> [Task prompt] List each distinct year mentioned in the Clyde Howard Tavenner biography below, in the order each first appears.

> [Passage provided]
American politician and publisher (1882-1942)

Clyde Howard Tavenner (February 4, 1882 - February 6, 1942) was an American politician and publisher who served as a U.S. representative from Illinois's 14th congressional district from 1913 to 1917.

==Early life==
Tavenner was born in Cordova, Illinois, on February 4, 1882. He attended the public schools of Cordova and engaged in the printing trade starting at the age of eight starting his career as a newspaper sales boy and type setter. At age 14, Tavenner starting printing a small paper titled The Boys’ Bulletin.

== Career ==
He moved to Chicago and began writing for the City Press Association gaining wide spread praise for his honest credibility across the city. He moved to Washington, D.C., as a political correspondent for the Rock Island Argus writing letters known as “Tav’s Articles” which had been circulated to over 1200 newspapers all across the nation from the Pacific coast to the Atlantic coast. In 1910 he was hired by Democratic congressional leader Champ Clark as director of publicity for the Democratic Congressional Campaign Committee. In 1910, he won the nomination for U.S. Congress from Illinois's 14th congressional district. In the past the district voted heavily Republican but in 1910 Tavenner waged an energetic campaign for the seat. He had the support and backing of Champ Clark and other prominent Democrats in Washington. Tavenner successfully challenged the Republican incumbent James McKinney on his vote in favor of the Payne–Aldrich Tariff Act, which produced high tariff rates on goods entering the country and angered many members of the Republican Party who felt that tariff rates should be lower. Despite his efforts, Tavenner lost the election by a close margin.

> [Given data]
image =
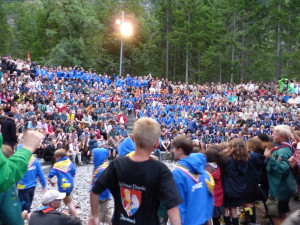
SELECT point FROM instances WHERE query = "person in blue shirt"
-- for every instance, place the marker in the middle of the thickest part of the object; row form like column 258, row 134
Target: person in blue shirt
column 26, row 186
column 193, row 182
column 100, row 156
column 65, row 170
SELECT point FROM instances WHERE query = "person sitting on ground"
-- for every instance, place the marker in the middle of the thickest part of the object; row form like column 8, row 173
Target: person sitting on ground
column 14, row 168
column 48, row 213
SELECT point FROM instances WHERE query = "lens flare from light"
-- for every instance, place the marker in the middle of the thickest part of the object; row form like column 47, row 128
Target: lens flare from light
column 126, row 29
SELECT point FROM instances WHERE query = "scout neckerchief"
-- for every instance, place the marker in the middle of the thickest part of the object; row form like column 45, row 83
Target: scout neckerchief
column 99, row 168
column 194, row 177
column 282, row 145
column 31, row 161
column 63, row 166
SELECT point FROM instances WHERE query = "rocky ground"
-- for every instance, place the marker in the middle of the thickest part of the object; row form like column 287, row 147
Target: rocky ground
column 80, row 195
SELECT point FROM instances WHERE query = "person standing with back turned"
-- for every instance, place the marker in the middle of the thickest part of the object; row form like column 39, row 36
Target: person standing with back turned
column 138, row 183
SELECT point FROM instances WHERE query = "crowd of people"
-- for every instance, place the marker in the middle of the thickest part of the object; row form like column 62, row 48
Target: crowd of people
column 79, row 112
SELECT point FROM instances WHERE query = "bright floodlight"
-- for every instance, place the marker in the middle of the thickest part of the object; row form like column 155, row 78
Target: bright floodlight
column 126, row 29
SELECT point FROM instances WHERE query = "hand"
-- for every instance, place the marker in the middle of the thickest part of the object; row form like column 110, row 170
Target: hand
column 32, row 140
column 65, row 212
column 93, row 220
column 267, row 153
column 44, row 190
column 293, row 162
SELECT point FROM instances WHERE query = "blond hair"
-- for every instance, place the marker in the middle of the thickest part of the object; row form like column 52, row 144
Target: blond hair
column 60, row 153
column 237, row 150
column 146, row 133
column 254, row 144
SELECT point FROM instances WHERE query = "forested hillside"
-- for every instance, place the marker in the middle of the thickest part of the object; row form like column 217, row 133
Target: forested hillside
column 193, row 40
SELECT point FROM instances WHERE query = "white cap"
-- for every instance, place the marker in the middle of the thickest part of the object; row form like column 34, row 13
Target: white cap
column 52, row 195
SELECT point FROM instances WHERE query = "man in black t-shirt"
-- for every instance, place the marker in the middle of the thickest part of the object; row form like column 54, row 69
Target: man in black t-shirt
column 138, row 183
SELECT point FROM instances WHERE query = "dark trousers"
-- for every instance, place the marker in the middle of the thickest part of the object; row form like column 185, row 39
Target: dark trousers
column 26, row 197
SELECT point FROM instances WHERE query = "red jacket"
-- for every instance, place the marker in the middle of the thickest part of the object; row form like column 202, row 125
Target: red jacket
column 124, row 118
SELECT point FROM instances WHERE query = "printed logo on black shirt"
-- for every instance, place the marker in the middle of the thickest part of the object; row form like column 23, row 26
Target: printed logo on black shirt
column 131, row 200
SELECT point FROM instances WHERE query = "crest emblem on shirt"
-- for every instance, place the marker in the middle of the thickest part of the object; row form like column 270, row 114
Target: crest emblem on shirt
column 131, row 200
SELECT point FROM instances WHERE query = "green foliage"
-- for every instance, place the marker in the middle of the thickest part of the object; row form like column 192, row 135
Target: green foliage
column 221, row 37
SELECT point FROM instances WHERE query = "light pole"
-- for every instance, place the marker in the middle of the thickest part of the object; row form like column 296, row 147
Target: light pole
column 126, row 30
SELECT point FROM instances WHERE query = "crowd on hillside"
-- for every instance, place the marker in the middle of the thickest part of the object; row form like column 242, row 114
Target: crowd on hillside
column 67, row 102
column 79, row 110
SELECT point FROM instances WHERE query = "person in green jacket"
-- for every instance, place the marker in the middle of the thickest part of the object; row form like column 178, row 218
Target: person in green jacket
column 14, row 168
column 285, row 85
column 281, row 180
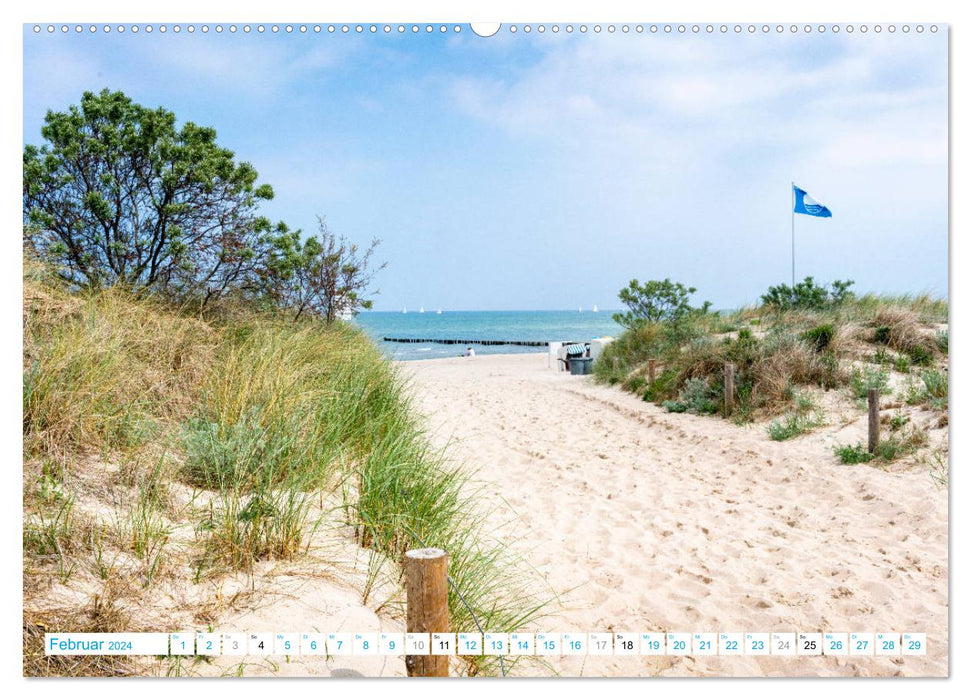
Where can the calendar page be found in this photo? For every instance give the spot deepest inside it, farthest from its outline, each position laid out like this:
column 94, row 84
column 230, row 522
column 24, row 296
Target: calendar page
column 611, row 349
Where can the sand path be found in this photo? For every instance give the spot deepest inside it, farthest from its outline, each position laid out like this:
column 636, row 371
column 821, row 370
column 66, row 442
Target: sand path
column 649, row 521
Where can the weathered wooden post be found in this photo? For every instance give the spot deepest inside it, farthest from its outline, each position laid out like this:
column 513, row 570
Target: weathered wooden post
column 873, row 403
column 729, row 388
column 426, row 574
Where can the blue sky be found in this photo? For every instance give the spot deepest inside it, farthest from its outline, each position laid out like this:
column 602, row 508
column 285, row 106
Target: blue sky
column 545, row 171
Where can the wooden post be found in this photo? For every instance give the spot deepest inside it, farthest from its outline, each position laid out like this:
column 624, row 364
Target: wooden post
column 426, row 574
column 729, row 388
column 873, row 403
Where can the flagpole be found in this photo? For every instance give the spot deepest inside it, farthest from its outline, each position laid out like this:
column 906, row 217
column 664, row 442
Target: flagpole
column 792, row 216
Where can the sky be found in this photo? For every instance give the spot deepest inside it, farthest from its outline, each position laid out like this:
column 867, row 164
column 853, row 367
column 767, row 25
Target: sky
column 544, row 171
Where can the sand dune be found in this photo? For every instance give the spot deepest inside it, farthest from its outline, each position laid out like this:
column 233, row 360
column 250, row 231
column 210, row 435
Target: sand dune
column 648, row 521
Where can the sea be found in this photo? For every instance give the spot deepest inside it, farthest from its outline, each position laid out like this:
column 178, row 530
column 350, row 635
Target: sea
column 576, row 326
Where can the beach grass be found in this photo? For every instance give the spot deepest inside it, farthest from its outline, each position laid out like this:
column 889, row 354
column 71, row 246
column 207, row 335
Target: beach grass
column 258, row 418
column 857, row 344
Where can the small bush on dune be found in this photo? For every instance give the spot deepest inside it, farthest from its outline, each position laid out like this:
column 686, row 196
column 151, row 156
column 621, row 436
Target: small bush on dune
column 805, row 416
column 900, row 329
column 696, row 397
column 852, row 454
column 820, row 336
column 862, row 379
column 807, row 295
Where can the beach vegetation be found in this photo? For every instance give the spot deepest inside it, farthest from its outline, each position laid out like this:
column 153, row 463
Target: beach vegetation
column 810, row 336
column 807, row 295
column 852, row 454
column 222, row 434
column 804, row 416
column 655, row 301
column 862, row 379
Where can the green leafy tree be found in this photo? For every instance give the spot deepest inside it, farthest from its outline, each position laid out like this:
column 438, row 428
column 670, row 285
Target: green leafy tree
column 325, row 275
column 808, row 295
column 118, row 194
column 655, row 301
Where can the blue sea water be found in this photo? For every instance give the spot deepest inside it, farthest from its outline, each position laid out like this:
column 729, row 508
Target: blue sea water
column 481, row 325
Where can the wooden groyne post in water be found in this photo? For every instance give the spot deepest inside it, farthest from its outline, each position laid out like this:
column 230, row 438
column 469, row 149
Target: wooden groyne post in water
column 873, row 405
column 729, row 388
column 426, row 574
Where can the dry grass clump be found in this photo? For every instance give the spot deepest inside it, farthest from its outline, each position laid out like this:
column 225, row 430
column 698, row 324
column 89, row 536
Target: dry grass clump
column 103, row 372
column 900, row 329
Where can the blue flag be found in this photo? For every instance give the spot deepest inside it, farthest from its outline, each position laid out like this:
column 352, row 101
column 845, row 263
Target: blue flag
column 807, row 205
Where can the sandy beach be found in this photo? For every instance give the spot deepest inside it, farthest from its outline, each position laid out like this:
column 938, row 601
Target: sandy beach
column 641, row 520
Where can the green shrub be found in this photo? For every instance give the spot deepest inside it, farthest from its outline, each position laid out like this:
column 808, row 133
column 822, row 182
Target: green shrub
column 931, row 389
column 920, row 355
column 791, row 425
column 696, row 397
column 852, row 454
column 881, row 334
column 866, row 378
column 820, row 336
column 807, row 295
column 805, row 416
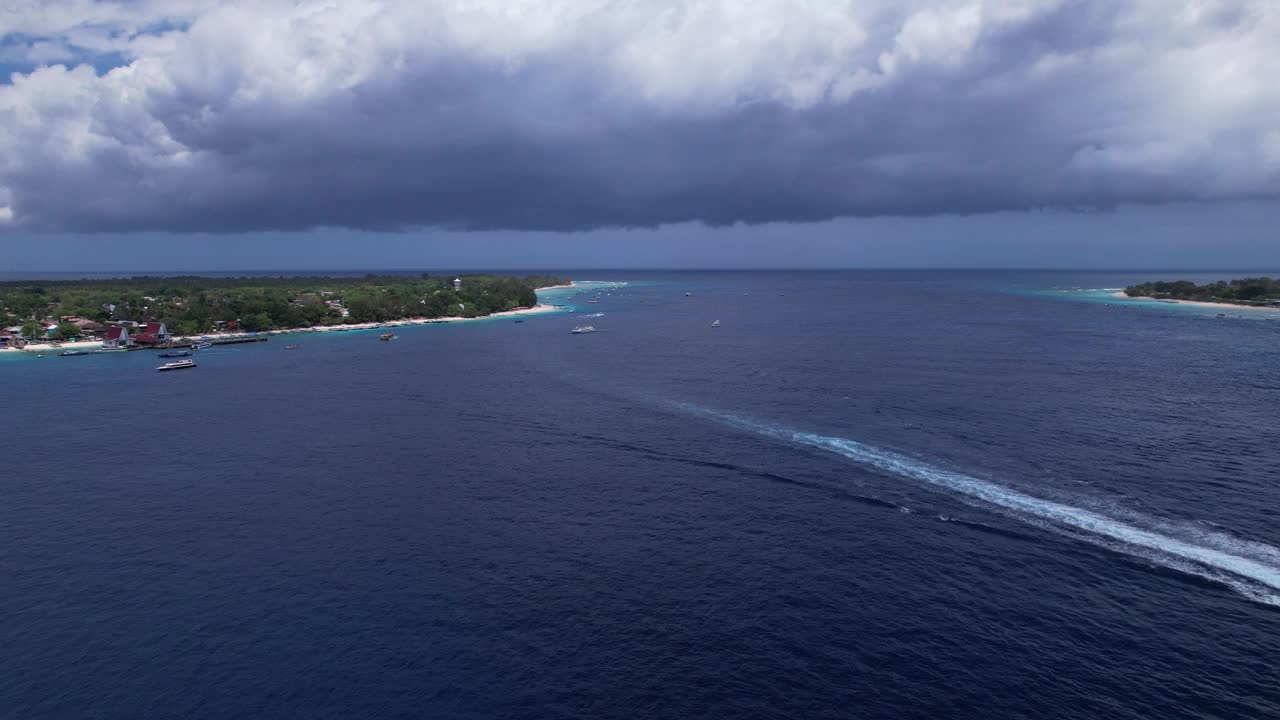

> [Result of this task] 1882, 1942, 1913, 1917, 1910